**REQUIREMENT**
Transcribe each line of the records below without any change, leaving out the pictures.

**INFORMATION PROVIDED**
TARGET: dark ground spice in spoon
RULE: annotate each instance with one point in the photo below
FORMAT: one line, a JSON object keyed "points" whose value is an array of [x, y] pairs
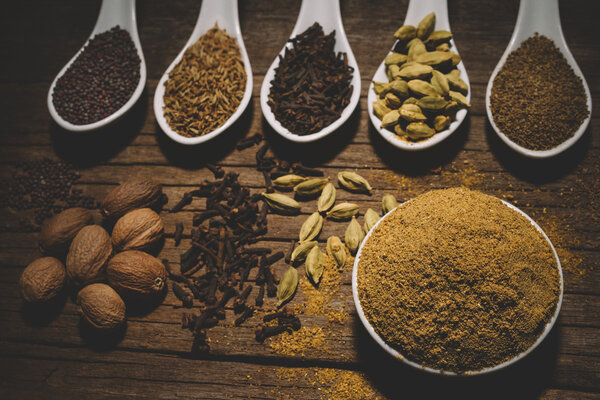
{"points": [[312, 84], [457, 281], [537, 100]]}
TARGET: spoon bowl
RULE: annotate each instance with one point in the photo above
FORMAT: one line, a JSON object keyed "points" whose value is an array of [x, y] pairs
{"points": [[328, 14], [394, 353], [417, 10], [225, 14], [541, 16], [112, 13]]}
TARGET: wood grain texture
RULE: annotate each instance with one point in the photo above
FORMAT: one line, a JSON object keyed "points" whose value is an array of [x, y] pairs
{"points": [[54, 357]]}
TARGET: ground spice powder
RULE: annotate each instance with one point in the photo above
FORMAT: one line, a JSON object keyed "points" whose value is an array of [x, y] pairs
{"points": [[207, 86], [537, 100], [457, 281]]}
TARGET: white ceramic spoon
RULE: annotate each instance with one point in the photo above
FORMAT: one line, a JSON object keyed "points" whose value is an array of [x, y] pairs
{"points": [[417, 9], [328, 14], [112, 13], [225, 14], [539, 16], [394, 353]]}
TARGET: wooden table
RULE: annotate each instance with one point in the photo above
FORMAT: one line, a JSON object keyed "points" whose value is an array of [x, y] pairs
{"points": [[50, 359]]}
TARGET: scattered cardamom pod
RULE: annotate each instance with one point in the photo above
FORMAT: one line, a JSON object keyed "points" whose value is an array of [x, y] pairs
{"points": [[287, 286], [440, 83], [441, 122], [287, 182], [421, 88], [419, 130], [426, 26], [390, 119], [371, 218], [380, 108], [459, 98], [310, 187], [311, 227], [411, 113], [354, 236], [388, 203], [315, 264], [406, 33], [337, 251], [354, 182], [299, 254], [343, 211], [327, 198], [281, 203]]}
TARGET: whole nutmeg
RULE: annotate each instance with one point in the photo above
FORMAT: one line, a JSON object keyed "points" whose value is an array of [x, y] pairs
{"points": [[134, 273], [130, 195], [137, 230], [101, 306], [42, 280], [88, 254], [57, 232]]}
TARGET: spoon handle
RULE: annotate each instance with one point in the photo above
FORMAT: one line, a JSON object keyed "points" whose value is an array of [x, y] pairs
{"points": [[540, 16], [417, 9], [326, 12], [115, 12], [222, 12]]}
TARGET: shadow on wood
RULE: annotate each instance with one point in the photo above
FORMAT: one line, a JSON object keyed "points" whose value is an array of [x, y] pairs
{"points": [[526, 379], [87, 149], [195, 157], [543, 170]]}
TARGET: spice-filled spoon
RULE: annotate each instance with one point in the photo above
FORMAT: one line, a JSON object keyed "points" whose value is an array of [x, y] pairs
{"points": [[327, 13], [538, 16], [112, 13], [417, 11], [225, 14]]}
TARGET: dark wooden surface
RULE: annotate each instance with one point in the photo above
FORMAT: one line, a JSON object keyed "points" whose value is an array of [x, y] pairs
{"points": [[50, 359]]}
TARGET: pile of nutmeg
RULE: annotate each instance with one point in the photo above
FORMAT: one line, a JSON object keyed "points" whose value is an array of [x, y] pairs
{"points": [[105, 259]]}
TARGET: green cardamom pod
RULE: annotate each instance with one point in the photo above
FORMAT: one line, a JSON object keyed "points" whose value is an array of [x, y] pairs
{"points": [[287, 286], [432, 103], [381, 88], [288, 181], [354, 182], [395, 58], [311, 227], [315, 264], [416, 71], [433, 58], [327, 198], [337, 251], [399, 88], [419, 130], [299, 254], [440, 83], [411, 113], [392, 101], [310, 187], [441, 122], [459, 98], [405, 33], [426, 26], [421, 88], [390, 119], [388, 203], [343, 211], [380, 108], [354, 236], [281, 203], [371, 218]]}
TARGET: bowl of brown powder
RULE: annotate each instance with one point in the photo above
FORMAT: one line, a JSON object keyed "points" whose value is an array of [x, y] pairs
{"points": [[457, 282]]}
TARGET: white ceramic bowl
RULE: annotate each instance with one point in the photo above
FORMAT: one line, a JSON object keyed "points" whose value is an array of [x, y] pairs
{"points": [[390, 350]]}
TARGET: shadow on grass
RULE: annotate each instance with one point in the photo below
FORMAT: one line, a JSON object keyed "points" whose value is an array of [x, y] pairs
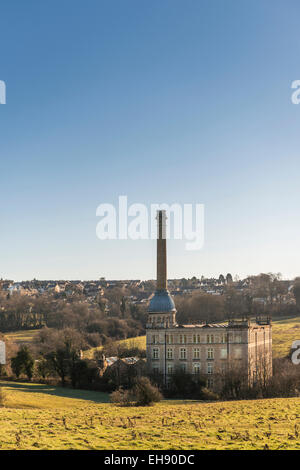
{"points": [[96, 397]]}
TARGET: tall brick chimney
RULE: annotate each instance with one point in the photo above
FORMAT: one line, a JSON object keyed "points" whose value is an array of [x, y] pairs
{"points": [[161, 251]]}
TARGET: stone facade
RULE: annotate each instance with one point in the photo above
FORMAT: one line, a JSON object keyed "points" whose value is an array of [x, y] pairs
{"points": [[211, 350]]}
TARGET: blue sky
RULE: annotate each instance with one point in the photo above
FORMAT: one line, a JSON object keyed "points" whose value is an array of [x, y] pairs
{"points": [[162, 101]]}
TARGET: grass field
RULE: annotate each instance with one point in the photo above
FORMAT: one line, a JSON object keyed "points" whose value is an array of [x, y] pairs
{"points": [[22, 337], [41, 417], [284, 332], [138, 341]]}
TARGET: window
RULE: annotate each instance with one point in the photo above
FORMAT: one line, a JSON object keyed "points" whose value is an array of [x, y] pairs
{"points": [[238, 353], [169, 353], [238, 338], [196, 339], [210, 338], [155, 353], [182, 353], [210, 383], [224, 338], [154, 339], [182, 339], [196, 354], [169, 339], [210, 353], [223, 353]]}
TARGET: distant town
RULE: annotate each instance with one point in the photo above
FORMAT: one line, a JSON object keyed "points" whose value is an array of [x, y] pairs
{"points": [[140, 292]]}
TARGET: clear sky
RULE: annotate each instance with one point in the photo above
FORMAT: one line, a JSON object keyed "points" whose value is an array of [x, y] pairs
{"points": [[162, 101]]}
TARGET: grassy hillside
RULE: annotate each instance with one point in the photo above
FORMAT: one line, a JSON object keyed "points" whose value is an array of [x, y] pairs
{"points": [[22, 337], [40, 417], [138, 341], [284, 333]]}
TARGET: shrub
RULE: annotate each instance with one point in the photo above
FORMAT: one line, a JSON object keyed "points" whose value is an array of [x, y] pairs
{"points": [[145, 393], [121, 397], [23, 363], [207, 394]]}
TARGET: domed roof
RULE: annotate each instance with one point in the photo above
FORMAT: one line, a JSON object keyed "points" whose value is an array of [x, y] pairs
{"points": [[161, 302]]}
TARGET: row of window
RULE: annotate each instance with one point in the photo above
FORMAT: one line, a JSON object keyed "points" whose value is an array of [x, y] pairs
{"points": [[196, 353], [196, 339], [196, 368]]}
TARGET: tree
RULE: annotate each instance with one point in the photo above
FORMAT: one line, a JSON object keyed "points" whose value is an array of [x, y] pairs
{"points": [[123, 306], [296, 291], [23, 362]]}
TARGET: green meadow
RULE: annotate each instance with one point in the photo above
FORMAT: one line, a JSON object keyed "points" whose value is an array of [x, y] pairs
{"points": [[43, 417]]}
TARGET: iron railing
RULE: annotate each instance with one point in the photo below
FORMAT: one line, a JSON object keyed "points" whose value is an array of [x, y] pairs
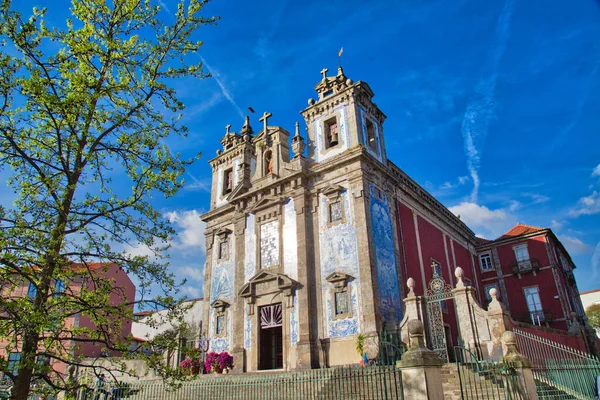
{"points": [[370, 383], [559, 371], [489, 380]]}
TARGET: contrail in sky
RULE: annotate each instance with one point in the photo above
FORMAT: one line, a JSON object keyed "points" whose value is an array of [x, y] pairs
{"points": [[480, 109], [215, 74]]}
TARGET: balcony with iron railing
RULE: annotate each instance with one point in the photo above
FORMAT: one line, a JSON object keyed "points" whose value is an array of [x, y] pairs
{"points": [[525, 266]]}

**COMPLETE RESPONSE**
TARGET: dark ground spice in spoon
RULE: annotate each instance with one point in the photo below
FORMAT: one line, a JSON object keyed "points" whose value is an array of [x, y] pairs
{"points": [[312, 84], [457, 281], [537, 100]]}
TARGET: spoon bowl
RULE: annotate each instance with one point in the photo above
FORMAT: one line, a JSON object keyed "points" whose value is an array of [x, y] pairs
{"points": [[328, 14], [394, 353], [417, 10], [225, 14], [541, 16], [112, 13]]}
TARGET: wood grain texture
RULE: annotate each instance with one point in the photo above
FORMAT: one line, a JSON object keyed "points" whose value is an array of [x, y] pairs
{"points": [[54, 357]]}
TARGET: ground spice powder
RULE: annotate each instance with one point in the photo above
FORMAT: one line, a JSON object keyed "points" whose value is an array of [x, y] pairs
{"points": [[207, 86], [537, 100], [457, 281]]}
TARGET: white ceramic spoon
RULE: annotate each instance with one point in the photo above
FORMAT: one line, a JSON object keyed "points" whose value is an array of [x, y] pairs
{"points": [[417, 9], [328, 14], [112, 13], [225, 14], [539, 16], [394, 353]]}
TARGET: wooden table
RULE: annotate each instance with one point in the photo above
FORMAT: one line, a JSON object keyed "points" whose value is an array of [x, y] pairs
{"points": [[50, 359]]}
TARGET: scattered cardamom pod
RULE: annotate each instance with one point in the photo above
FORMAT: one line, a JSON object keyed "points" whose value is an array of [x, y] pairs
{"points": [[287, 286], [440, 83], [441, 122], [287, 182], [421, 88], [419, 130], [426, 26], [390, 119], [371, 218], [380, 108], [459, 98], [310, 187], [311, 227], [411, 113], [354, 236], [388, 203], [315, 264], [406, 33], [337, 251], [354, 182], [299, 254], [343, 211], [327, 198], [281, 203]]}
TARGET: whole nutmeg
RULE: annotate each instance with one point in the photo above
FORMAT: one line, a JSON object keyed "points" whose value is an array of [x, y] pairs
{"points": [[134, 273], [130, 195], [137, 230], [101, 306], [42, 280], [88, 254], [57, 232]]}
TARGET: spoon handle
RULE: annotate each instance with one point in the photo above
FORMAT: one line, a JSON object keyed "points" whose value is an array of [x, y] pairs
{"points": [[540, 16], [417, 9], [326, 12], [115, 12], [222, 12]]}
TARGET: shadow on wood
RULE: annotate each instance with one point in the photo above
FORMAT: one line, a JSON object keyed "points" whose value is an array of [x, y] pairs
{"points": [[526, 379], [87, 149], [195, 157], [543, 170]]}
TARGET: spice-filled spoon
RULE: annotate each instance with one point in the photo above
FORMAT: one line, a JSON object keyed "points" whose value is an array of [x, y] pairs
{"points": [[327, 13], [538, 16], [112, 13], [417, 11], [225, 14]]}
TARGET: dark wooden surface
RULE: annotate each instance with one point in the photo above
FORMAT: one line, a JSON object keyed "points" whose value is an array of [x, y] pairs
{"points": [[50, 359]]}
TARGET: pile of nutmeg
RULE: annotate each instance with one point in the photo above
FORMAT: one line, a JSON object keyed "points" whose value is an array of [x, y] pairs
{"points": [[105, 259]]}
TARGET: green cardamom pod
RULE: annotate each instance with one point in the photo above
FORMAT: one line, a JSON object keyed "points" whose value is an array of [x, y] pairs
{"points": [[287, 286], [432, 103], [381, 88], [288, 181], [354, 182], [395, 58], [311, 227], [315, 264], [416, 71], [433, 58], [327, 198], [337, 251], [399, 88], [419, 130], [299, 254], [440, 83], [411, 113], [392, 101], [310, 187], [441, 122], [459, 98], [405, 33], [426, 26], [421, 88], [390, 119], [388, 203], [343, 211], [380, 108], [354, 236], [281, 203], [371, 218]]}
TARGET: bowl of brown powder
RULE: annotate each instance with one point in the photo above
FORMAT: one line, a JSON object keyed "points" whose value is an array of [x, y] pairs
{"points": [[457, 282]]}
TARGET: white ceramic bowl
RULE: annotate each instance with one point in the photo above
FORMAT: one line, a JSON object keyed "points" whose value is an array of [x, y] pairs
{"points": [[390, 350]]}
TARGET: shadow on grass
RULE: annotate each instance with one point in the photo below
FORMAT: one line, a JSON object keyed "points" whose value is an array of [x, y] pairs
{"points": [[96, 397]]}
TARGET: tall brick chimney
RULE: annotate each instance with one point in the photo above
FORMAT: one line, a JSON object keyed "points" whose value is an array of [x, y] pairs
{"points": [[161, 251]]}
TARGET: stone facade
RULE: annotate each instance with one point in the photo above
FORMAT: one line, a JSON object keyed "points" whose value is an array of [x, y] pairs
{"points": [[211, 350]]}
TARGET: blue sky
RULE: annotate each instance with one point in the photo above
FORMAT: one line, a JSON object keyed "points" whose value is an array of [x, y] pairs
{"points": [[162, 101]]}
TARGET: grass field
RULE: annotate each instance with one point in the photo above
FORMAT: one line, a JSON object keyed "points" whose value is an array of [x, y] pairs
{"points": [[22, 337], [41, 417], [284, 332], [138, 341]]}
TARGET: window
RULE: annotate each instance with one point in the photo above
FORMAT: one line, a JSON object keyed "points" whose value is an array of [x, y] pairs
{"points": [[238, 353], [169, 353], [238, 338], [196, 339], [210, 338], [155, 353], [182, 353], [210, 383], [224, 338], [154, 339], [182, 339], [196, 354], [169, 339], [210, 353], [223, 353]]}
TARGET: distant town
RULE: annotate each instance with one point in the photo above
FORMAT: one line, a JSON object keyed "points" whose value is an array of [x, y] pairs
{"points": [[140, 292]]}
TARGET: clear sky
RULE: annotate each instance with one point in the photo above
FORMAT: one line, a JSON object keyed "points" whose value is an array of [x, y] pairs
{"points": [[162, 101]]}
TARGET: grassy hillside
RULE: annotate each instance with one point in the photo above
FORMAT: one line, a JSON object keyed "points" whose value is an array of [x, y] pairs
{"points": [[22, 337], [40, 417], [138, 341], [284, 333]]}
TARGET: shrub
RULE: annotate each instance with one point in the photo above
FORMAT: one line, a JSON object keyed "points" whose value is an array of [x, y] pairs
{"points": [[145, 393], [121, 397], [23, 363], [207, 394]]}
TARGET: domed roof
RULE: annotate each instance with one point in the photo above
FORMAT: one line, a JSON object keyed "points" whose value is an array of [x, y] pairs
{"points": [[161, 302]]}
TARGET: row of window
RULE: annotate each instance with one point in the photo above
FORMAT: one line, a JSON object keyed "points" whose value is an array of [x, y] pairs
{"points": [[196, 353], [196, 339], [196, 368]]}
TARGET: tree
RULE: annotate each instance with one point in the photo above
FORMAT: one line, a JSON object keyed "points" whose value is an array of [x, y] pairs
{"points": [[123, 306], [296, 291], [23, 362]]}
TARGET: green meadow
RULE: annotate each instance with one point in the photo above
FORMAT: one line, a JSON object keyed "points" whose value is an array of [x, y] pairs
{"points": [[43, 417]]}
TARGET: iron railing
RULE: annotate each instance with one point in the photo below
FORMAT: one line, a JSON object keyed "points" whose value is an array of [x, y] pairs
{"points": [[370, 383], [559, 371], [489, 380]]}
TARGET: contrail in sky
RULE: annotate each instance with one point in the photo above
FORMAT: one line, a JSON object keyed "points" whose value is an array of [x, y] pairs
{"points": [[480, 109], [215, 74]]}
TARGET: balcony with iron railing
RULE: annotate each instance with one point in the photo above
FORMAT: one line, a JSON object keyed "points" whose value is an array of [x, y] pairs
{"points": [[525, 266]]}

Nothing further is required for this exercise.